Records contained in a dataset:
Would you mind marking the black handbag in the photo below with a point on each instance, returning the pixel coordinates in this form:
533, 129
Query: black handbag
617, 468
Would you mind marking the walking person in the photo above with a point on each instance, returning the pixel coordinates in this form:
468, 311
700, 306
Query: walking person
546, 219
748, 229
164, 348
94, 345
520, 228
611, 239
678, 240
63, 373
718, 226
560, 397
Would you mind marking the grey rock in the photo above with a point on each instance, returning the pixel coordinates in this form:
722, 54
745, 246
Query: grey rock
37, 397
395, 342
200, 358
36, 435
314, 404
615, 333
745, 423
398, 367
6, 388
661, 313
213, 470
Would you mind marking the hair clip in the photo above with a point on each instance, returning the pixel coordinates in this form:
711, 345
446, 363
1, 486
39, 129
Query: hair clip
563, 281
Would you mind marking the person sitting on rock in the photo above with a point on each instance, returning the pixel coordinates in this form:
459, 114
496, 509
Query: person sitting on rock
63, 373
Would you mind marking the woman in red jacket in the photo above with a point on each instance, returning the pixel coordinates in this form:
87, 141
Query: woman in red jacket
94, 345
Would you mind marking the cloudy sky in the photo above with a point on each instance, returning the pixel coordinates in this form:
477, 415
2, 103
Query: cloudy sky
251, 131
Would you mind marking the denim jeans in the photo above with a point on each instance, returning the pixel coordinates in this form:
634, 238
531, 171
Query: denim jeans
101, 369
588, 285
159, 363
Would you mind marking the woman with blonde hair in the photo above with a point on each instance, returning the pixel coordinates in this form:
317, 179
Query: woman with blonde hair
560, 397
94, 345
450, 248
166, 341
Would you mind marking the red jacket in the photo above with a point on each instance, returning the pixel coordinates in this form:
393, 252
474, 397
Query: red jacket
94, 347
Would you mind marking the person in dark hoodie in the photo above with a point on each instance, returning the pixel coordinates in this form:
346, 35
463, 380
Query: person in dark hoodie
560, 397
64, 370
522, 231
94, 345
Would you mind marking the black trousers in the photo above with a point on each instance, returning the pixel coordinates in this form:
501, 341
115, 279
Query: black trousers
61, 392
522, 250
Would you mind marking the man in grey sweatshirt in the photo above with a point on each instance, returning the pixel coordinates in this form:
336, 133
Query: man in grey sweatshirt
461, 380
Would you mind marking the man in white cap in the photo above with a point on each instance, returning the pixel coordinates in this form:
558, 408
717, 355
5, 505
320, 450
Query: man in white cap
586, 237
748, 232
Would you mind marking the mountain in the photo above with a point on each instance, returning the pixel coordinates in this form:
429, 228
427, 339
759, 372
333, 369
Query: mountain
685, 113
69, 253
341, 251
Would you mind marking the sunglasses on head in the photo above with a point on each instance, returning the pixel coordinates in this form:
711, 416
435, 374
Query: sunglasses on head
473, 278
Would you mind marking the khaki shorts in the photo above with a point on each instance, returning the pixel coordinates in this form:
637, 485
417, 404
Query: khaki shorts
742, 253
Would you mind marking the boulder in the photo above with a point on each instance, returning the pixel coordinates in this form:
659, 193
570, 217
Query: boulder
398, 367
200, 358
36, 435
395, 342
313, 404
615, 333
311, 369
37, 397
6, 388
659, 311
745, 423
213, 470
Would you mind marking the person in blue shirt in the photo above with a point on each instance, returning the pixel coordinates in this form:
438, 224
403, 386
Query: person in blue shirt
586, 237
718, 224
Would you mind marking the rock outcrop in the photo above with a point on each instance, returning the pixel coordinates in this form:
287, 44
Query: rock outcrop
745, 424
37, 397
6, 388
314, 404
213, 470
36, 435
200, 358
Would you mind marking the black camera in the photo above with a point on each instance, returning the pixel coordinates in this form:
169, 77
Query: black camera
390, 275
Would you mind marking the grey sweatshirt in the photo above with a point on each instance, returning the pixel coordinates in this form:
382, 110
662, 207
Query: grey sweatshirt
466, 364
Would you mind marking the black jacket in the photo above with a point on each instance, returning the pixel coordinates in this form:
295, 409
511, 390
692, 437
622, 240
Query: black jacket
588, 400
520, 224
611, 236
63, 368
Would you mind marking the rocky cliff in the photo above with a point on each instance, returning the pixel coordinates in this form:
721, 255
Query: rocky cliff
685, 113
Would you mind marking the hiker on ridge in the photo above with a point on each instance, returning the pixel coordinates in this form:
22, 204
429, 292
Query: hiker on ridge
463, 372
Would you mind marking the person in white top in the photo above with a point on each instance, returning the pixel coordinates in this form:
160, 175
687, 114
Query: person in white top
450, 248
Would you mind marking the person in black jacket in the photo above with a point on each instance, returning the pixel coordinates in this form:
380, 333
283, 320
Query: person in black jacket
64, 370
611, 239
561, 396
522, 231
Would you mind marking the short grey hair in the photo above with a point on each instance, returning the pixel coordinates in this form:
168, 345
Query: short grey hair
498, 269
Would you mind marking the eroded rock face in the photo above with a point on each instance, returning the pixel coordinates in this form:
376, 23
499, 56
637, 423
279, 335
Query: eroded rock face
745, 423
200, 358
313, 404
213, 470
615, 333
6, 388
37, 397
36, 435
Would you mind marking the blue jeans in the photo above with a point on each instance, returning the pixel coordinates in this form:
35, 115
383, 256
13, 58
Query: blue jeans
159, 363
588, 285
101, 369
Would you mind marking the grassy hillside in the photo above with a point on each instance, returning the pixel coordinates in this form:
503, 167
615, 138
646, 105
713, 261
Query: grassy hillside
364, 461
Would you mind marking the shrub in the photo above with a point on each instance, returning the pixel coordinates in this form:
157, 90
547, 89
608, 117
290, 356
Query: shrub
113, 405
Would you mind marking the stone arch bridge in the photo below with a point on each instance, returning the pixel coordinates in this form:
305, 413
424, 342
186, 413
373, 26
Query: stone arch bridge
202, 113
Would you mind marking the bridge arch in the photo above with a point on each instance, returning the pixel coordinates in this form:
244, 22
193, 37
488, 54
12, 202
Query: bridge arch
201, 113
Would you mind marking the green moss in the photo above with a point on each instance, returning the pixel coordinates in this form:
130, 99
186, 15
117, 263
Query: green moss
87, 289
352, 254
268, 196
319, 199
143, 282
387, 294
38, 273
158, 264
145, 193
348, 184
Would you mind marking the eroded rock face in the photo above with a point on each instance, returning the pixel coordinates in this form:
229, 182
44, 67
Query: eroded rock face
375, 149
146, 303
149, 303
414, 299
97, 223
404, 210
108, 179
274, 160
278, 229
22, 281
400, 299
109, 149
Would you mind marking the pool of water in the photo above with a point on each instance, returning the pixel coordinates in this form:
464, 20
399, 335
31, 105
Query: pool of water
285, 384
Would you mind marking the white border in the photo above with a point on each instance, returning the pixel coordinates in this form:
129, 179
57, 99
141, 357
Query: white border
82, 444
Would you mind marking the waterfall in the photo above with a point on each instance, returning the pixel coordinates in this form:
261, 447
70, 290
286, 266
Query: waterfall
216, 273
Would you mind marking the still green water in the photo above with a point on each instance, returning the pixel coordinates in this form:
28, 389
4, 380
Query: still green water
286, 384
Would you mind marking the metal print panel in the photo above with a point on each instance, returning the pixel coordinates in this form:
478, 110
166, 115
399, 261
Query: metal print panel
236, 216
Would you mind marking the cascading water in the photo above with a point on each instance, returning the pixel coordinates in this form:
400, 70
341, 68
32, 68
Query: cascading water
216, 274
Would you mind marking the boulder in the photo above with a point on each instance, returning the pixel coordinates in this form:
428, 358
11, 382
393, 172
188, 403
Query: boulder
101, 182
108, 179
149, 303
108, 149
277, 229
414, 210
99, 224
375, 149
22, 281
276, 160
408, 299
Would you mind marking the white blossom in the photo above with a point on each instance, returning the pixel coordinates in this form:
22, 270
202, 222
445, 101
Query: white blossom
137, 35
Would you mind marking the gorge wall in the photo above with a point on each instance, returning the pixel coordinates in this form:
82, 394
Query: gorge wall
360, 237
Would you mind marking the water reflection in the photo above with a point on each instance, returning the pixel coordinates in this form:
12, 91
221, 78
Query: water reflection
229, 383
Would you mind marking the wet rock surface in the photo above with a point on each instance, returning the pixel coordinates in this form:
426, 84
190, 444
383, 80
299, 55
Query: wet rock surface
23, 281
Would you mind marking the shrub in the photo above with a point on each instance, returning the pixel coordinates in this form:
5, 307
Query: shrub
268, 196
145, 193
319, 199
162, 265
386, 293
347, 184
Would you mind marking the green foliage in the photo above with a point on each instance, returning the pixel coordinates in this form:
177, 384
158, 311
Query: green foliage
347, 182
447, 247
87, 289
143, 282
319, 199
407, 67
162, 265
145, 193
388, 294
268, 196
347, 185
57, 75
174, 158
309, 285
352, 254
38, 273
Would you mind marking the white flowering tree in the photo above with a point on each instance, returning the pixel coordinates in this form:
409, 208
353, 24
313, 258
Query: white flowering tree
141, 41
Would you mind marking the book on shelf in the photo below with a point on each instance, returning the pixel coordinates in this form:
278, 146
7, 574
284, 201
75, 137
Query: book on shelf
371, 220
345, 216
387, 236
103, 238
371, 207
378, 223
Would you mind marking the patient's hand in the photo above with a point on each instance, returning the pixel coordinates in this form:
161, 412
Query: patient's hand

» What this task involves
Find the line with "Would you mind marking the white blossom" in the listing above, then write out that line and each remaining line exactly, with no other text.

» In response
Would you mind marking the white blossom in the photo above with a point on each instance, returning the pixel coordinates in this form:
22, 270
202, 222
445, 101
Query: white blossom
137, 35
Would you mind marking the gorge wall in the photo above with a point on each instance, returning the pixel coordinates in this form:
82, 394
Query: gorge wall
360, 237
Would you mind marking the water reflection in the photo above with a point on each instance, returning the pixel coordinates in this form:
12, 91
221, 78
Query: water reflection
229, 383
Would you mind marking the wet rock surface in the photo above with a point on each instance, returning the pixel coordinates in this form:
426, 84
190, 444
383, 80
299, 55
Query: wet rock surface
23, 281
Would you mind marking the shrub in the photo above with a point on each instance, returning the pixel coordinates in this form:
5, 307
Query: shrub
268, 196
145, 193
319, 199
162, 265
386, 293
347, 184
Would you mind marking the green foliage in the photo above with a point on each instance, returning the pixel coordinates in this form:
177, 384
158, 311
Query: green foliage
347, 182
447, 247
87, 289
143, 282
319, 199
407, 67
162, 265
145, 193
388, 294
268, 196
347, 185
57, 75
174, 158
309, 285
352, 254
38, 273
Would you mind marking the white flowering tree in the photo above with a point on each instance, returning the pixel coordinates in this form:
409, 208
353, 24
313, 258
Query: white flowering tree
141, 41
Would you mind marking the book on shelf in the photo below with a point on each instance, returning the pixel coordinates in this form:
278, 146
7, 574
284, 201
75, 137
Query: book on shelf
371, 220
345, 216
387, 236
103, 238
371, 207
378, 223
Would you mind marking the patient's hand in the photo above with a point on each instance, returning the pixel coordinates in this form:
161, 412
Query: patient's hand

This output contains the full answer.